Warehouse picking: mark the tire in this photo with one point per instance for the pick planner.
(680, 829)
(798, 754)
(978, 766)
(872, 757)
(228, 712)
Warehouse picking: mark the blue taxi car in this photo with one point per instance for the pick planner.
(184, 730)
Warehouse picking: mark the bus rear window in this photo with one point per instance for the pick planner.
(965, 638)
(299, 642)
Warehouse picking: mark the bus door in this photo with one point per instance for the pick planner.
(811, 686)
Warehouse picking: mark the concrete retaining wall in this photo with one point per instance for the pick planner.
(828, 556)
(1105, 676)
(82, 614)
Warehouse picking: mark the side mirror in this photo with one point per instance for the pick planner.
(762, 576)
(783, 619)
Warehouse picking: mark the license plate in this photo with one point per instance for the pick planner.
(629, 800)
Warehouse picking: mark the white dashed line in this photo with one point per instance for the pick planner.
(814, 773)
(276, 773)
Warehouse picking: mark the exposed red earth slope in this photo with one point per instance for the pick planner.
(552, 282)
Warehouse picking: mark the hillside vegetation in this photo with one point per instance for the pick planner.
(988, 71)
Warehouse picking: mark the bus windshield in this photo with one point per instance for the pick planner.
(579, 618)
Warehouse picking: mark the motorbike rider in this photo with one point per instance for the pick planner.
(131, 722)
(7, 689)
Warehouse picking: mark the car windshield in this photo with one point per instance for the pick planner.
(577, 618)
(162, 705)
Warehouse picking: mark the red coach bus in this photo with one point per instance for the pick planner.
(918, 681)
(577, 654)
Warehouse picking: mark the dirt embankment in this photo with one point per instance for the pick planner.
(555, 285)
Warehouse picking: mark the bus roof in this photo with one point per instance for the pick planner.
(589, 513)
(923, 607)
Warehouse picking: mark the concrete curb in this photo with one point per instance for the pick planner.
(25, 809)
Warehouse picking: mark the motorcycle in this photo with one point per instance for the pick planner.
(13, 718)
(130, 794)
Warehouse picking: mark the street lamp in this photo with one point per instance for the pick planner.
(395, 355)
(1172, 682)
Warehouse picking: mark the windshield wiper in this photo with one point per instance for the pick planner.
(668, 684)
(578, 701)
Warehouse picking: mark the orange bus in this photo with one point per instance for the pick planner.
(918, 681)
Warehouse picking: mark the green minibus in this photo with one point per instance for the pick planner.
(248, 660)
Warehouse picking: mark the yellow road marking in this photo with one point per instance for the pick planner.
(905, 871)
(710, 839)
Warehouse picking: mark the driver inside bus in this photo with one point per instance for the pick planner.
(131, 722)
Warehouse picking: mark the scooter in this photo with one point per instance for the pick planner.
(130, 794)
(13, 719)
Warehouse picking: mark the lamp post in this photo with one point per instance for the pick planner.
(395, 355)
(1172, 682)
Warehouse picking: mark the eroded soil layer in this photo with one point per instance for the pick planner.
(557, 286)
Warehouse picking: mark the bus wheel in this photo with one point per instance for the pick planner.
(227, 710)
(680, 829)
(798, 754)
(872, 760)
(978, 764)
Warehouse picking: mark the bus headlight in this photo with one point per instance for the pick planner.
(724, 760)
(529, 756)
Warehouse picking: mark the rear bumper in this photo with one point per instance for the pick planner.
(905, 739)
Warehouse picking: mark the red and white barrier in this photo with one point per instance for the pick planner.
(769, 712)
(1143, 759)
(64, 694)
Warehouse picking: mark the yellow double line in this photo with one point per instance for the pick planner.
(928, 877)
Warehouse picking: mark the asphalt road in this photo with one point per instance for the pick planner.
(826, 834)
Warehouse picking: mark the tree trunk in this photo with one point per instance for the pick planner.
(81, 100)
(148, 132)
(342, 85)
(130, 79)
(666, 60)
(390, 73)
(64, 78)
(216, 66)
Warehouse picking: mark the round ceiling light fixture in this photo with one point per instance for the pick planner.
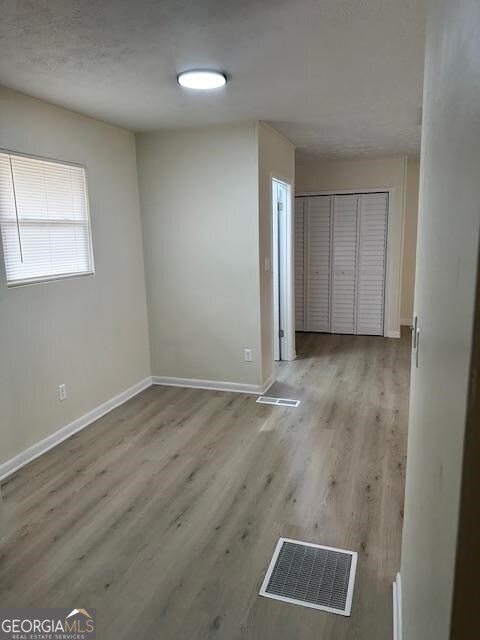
(201, 79)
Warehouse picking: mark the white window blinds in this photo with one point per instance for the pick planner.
(44, 219)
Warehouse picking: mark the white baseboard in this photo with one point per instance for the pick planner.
(213, 385)
(392, 334)
(397, 608)
(39, 448)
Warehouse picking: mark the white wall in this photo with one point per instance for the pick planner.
(447, 254)
(410, 240)
(199, 199)
(91, 332)
(276, 159)
(367, 173)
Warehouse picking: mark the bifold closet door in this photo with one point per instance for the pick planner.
(299, 264)
(372, 240)
(317, 231)
(344, 263)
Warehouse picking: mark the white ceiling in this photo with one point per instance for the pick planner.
(337, 77)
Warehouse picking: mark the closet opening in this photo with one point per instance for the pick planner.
(282, 270)
(341, 262)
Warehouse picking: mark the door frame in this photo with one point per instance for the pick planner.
(286, 285)
(391, 192)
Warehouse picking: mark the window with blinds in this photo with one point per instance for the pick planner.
(44, 219)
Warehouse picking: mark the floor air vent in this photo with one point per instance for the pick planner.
(312, 576)
(284, 402)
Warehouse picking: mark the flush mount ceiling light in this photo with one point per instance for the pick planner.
(201, 79)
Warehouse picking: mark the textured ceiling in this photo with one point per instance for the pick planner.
(337, 77)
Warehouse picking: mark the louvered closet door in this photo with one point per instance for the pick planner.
(299, 264)
(371, 263)
(344, 263)
(317, 234)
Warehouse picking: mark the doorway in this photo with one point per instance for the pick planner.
(282, 271)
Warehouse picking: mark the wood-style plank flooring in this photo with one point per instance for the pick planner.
(163, 515)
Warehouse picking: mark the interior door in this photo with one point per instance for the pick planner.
(280, 265)
(344, 263)
(299, 264)
(372, 239)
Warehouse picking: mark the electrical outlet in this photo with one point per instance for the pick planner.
(247, 354)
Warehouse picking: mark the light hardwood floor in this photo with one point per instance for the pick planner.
(163, 515)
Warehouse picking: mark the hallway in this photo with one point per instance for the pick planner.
(163, 514)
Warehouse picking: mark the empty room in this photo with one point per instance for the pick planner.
(239, 319)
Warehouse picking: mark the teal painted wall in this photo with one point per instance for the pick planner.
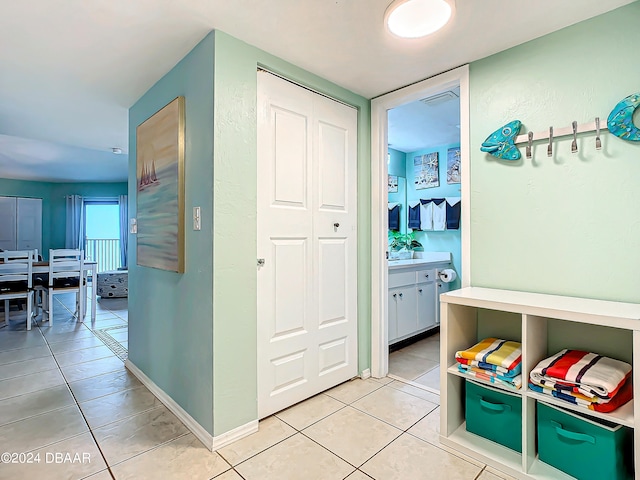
(565, 225)
(170, 314)
(449, 240)
(234, 217)
(54, 205)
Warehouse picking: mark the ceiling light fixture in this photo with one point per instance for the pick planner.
(417, 18)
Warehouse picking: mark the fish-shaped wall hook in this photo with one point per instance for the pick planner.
(501, 144)
(620, 121)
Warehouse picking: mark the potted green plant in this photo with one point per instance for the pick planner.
(401, 245)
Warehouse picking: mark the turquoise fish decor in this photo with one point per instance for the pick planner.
(620, 121)
(501, 142)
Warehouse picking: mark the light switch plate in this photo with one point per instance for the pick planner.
(196, 218)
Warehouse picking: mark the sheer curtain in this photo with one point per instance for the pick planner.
(124, 228)
(75, 222)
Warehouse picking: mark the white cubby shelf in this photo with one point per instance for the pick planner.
(544, 324)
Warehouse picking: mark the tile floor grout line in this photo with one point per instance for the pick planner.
(261, 451)
(82, 413)
(344, 405)
(327, 449)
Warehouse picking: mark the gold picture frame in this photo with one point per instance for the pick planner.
(160, 147)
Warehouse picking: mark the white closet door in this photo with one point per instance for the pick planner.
(307, 319)
(29, 234)
(8, 223)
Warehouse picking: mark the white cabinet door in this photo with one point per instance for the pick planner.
(29, 232)
(393, 314)
(8, 223)
(426, 305)
(306, 229)
(407, 314)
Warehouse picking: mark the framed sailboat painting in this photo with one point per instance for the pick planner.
(160, 189)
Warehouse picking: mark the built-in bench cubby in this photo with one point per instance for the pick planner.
(545, 325)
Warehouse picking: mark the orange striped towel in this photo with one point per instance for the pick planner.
(503, 353)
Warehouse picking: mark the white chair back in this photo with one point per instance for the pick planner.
(65, 263)
(17, 266)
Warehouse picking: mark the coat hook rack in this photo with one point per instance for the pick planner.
(554, 133)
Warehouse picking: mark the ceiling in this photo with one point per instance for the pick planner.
(429, 122)
(69, 70)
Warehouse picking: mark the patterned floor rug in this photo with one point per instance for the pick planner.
(116, 347)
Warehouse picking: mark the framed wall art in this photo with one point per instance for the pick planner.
(160, 188)
(425, 171)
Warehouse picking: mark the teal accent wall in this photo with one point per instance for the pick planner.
(54, 204)
(448, 240)
(170, 314)
(234, 217)
(565, 225)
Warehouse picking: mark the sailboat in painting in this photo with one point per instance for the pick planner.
(148, 176)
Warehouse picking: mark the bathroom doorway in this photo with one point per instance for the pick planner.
(412, 148)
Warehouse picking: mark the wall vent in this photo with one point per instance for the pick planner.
(439, 98)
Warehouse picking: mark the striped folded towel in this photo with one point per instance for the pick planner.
(491, 368)
(493, 377)
(624, 395)
(587, 373)
(495, 351)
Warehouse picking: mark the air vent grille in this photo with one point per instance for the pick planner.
(439, 98)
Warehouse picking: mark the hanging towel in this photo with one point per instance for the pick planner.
(583, 372)
(513, 382)
(624, 395)
(439, 214)
(414, 215)
(453, 213)
(503, 353)
(394, 216)
(426, 214)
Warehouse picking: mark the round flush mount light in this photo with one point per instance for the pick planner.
(417, 18)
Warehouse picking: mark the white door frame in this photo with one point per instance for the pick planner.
(379, 172)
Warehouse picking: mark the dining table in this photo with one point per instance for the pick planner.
(90, 266)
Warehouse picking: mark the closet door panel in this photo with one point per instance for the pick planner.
(29, 231)
(8, 223)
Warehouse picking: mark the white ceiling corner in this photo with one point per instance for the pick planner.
(70, 70)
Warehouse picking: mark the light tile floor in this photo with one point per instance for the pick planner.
(418, 362)
(68, 401)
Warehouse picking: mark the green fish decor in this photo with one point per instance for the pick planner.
(620, 121)
(501, 144)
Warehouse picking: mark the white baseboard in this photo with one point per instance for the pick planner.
(209, 441)
(198, 430)
(235, 434)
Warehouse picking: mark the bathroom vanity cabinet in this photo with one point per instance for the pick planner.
(413, 291)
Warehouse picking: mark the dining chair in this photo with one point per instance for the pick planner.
(16, 280)
(66, 274)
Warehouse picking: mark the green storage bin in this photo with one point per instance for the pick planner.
(582, 446)
(494, 414)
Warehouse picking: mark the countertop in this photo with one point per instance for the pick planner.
(427, 258)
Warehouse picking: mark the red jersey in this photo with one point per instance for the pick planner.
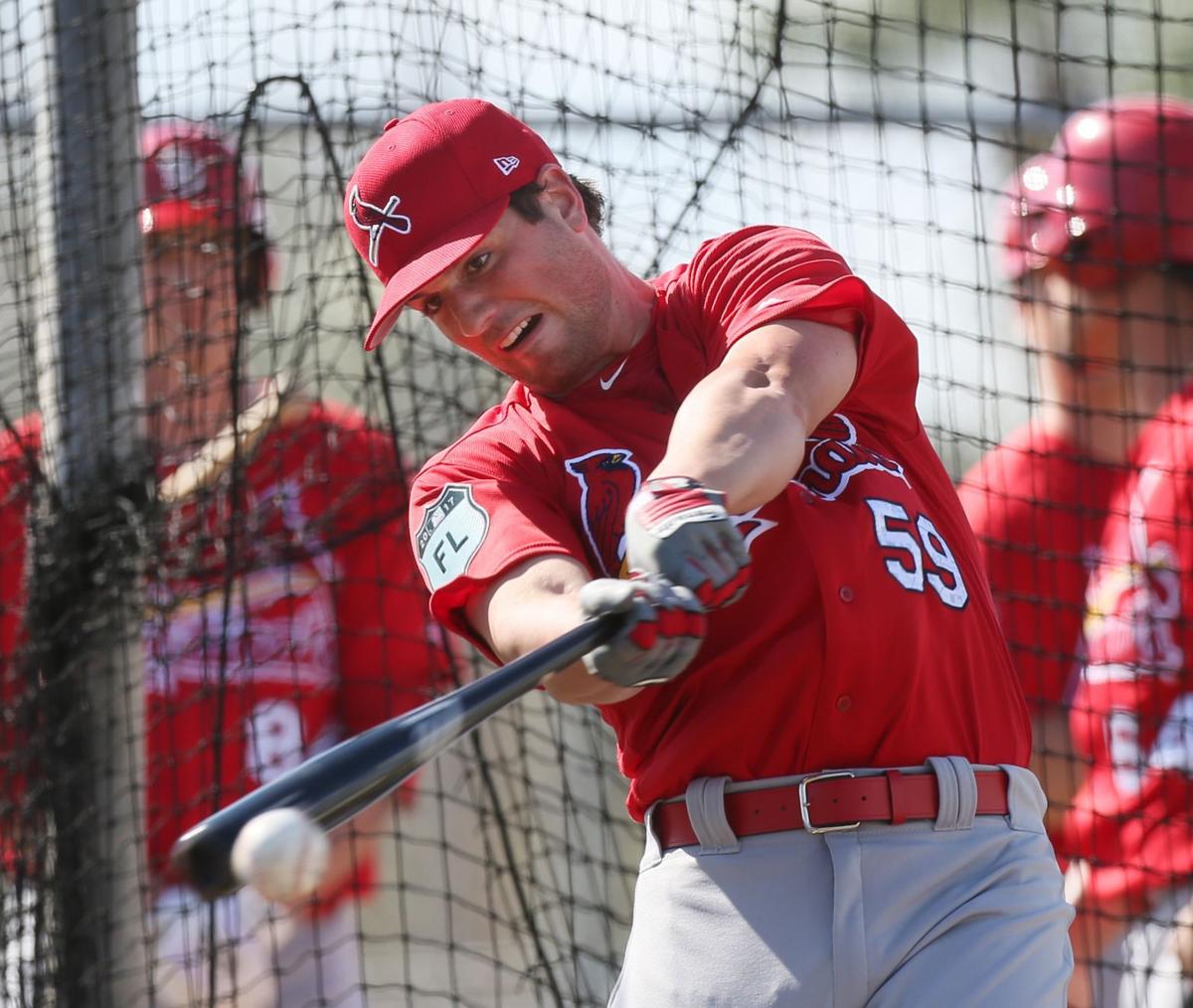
(868, 636)
(1132, 713)
(1037, 505)
(325, 635)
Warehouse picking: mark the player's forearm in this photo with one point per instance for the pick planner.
(740, 432)
(532, 624)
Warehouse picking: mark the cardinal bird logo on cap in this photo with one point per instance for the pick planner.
(377, 220)
(608, 478)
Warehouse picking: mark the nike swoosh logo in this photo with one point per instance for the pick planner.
(607, 383)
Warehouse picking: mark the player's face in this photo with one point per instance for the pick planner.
(1105, 346)
(534, 299)
(190, 325)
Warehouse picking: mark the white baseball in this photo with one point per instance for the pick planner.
(280, 853)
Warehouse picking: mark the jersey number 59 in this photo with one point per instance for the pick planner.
(912, 540)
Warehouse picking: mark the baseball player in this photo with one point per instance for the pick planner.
(1105, 240)
(1038, 500)
(818, 720)
(316, 631)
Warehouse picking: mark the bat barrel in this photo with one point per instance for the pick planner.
(344, 780)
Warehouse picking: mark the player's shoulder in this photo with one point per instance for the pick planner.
(490, 447)
(1166, 442)
(763, 240)
(1006, 478)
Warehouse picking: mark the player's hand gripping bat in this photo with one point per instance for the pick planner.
(344, 780)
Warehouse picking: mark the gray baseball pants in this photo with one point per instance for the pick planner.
(965, 911)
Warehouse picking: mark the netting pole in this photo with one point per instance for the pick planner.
(86, 608)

....

# [What is expected]
Above are the records; copy exactly the lines from the one with "Warehouse picking: mark the bat barrel" through the final line.

# [The output]
Warehouse picking: mark the bat barrel in this photo with one point per instance for the pick planner.
(344, 780)
Warehouse picking: mark the player's shoulder in this photo with one point per instance for the pick planner.
(490, 447)
(1166, 442)
(763, 240)
(1006, 478)
Warehouse picking: mark the player's hand gripping bat in this photo with one point per instance for the pick planner.
(344, 780)
Warehouse picking: mark the gray baseball pants in this photo with one point per instance for the pick planner.
(965, 911)
Warehouse picking: mark the netting pole in this photo with one point per instance for the pick planner.
(86, 608)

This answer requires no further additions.